# Dyncorp in Riyadh Saudi Arabia



## fpg68j2p (Mar 27, 2016)

I previously worked 2 contracts in King Khalid Military City (Hafar Al Batin) 1990-1993, for Sikosky International Products Inc and McDonald Douglas Helicopter Services. Worked on Royal Saudi Land Forces Aviation Command Helicopters, 
Bell Combat Scout and AH-64 Apache. Retiring from military in Sept 2016 and am looking to go back to Saudi and try to work for Dyncorp in Riyadh. As I understand it now Dyncorp has the contract and is doing aircraft maintenance in Riyadh. Does anyone work for Dyncorp in Riyadh or does anyone have any insight? Much appreciated. I am aware of the Dyncorp job site and plan on applying for job in August time frame. I am Apache helicopter and Armament mechanic.


----------



## Stevesolar (Dec 21, 2012)

fpg68j2p said:


> I previously worked 2 contracts in King Khalid Military City (Hafar Al Batin) 1990-1993, for Sikosky International Products Inc and McDonald Douglas Helicopter Services. Worked on Royal Saudi Land Forces Aviation Command Helicopters,
> Bell Combat Scout and AH-64 Apache. Retiring from military in Sept 2016 and am looking to go back to Saudi and try to work for Dyncorp in Riyadh. As I understand it now Dyncorp has the contract and is doing aircraft maintenance in Riyadh. Does anyone work for Dyncorp in Riyadh or does anyone have any insight? Much appreciated. I am aware of the Dyncorp job site and plan on applying for job in August time frame. I am Apache helicopter and Armament mechanic.


Hi,
Have you considered working in the UAE - rather than Saudi?
Cheers
Steve


----------



## fpg68j2p (Mar 27, 2016)

Yes, but I believe they have the "D" model Apache and my expertise is on the "A" model variant. I will keep my options open though and thanks


----------



## yakc130 (Apr 27, 2012)

Which branch of the Saudi military would you be working with?


----------



## fpg68j2p (Mar 27, 2016)

It would be the Royal Saudi Land Forces Army Aviation Command ( RSLFAAC)


----------



## yakc130 (Apr 27, 2012)

Ah, okay. I was working for SANG Health Affairs for the last five years, and am more familiar with their new helibase and airfield. I have friends working for Dyncorp who are doing RSAF stuff. 

I will try and send you a PM. I think that once you get up to six posts, you will be able to send a PM back to me. If nothing is in your PM box, try making a few more posts so that you can receive them.


----------



## yakc130 (Apr 27, 2012)

Doesn't look like I can send you a PM, yet.


----------



## fpg68j2p (Mar 27, 2016)

Ok thanks alot I appreciate it; will do some more posts so I can PM


----------

EXERCISE AIM → Could you reproduce the Dyncorp forum thread word for word, starting with "I will try and" and going on through "you a PM, yet."?

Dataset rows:
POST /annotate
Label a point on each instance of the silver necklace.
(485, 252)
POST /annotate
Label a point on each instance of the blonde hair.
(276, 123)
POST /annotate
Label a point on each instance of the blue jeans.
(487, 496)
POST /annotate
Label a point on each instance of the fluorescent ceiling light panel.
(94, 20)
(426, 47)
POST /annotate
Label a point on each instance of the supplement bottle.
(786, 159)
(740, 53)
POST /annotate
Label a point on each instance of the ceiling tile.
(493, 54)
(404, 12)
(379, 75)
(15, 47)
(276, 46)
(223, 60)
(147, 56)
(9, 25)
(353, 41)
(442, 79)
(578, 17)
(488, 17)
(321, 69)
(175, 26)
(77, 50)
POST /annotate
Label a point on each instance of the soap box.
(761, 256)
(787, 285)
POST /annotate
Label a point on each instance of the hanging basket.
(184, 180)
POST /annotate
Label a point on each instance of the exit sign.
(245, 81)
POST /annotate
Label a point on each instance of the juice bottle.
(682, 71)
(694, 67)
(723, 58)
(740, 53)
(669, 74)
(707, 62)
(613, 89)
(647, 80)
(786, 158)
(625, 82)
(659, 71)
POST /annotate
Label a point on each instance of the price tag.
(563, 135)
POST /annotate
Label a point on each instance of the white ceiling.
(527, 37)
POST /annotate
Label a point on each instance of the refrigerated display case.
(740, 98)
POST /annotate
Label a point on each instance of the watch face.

COMPLETE RESPONSE →
I will try and send you a PM. I think that once you get up to six posts, you will be able to send a PM back to me. If nothing is in your PM box, try making a few more posts so that you can receive them.


----------



## yakc130 (Apr 27, 2012)

Doesn't look like I can send you a PM, yet.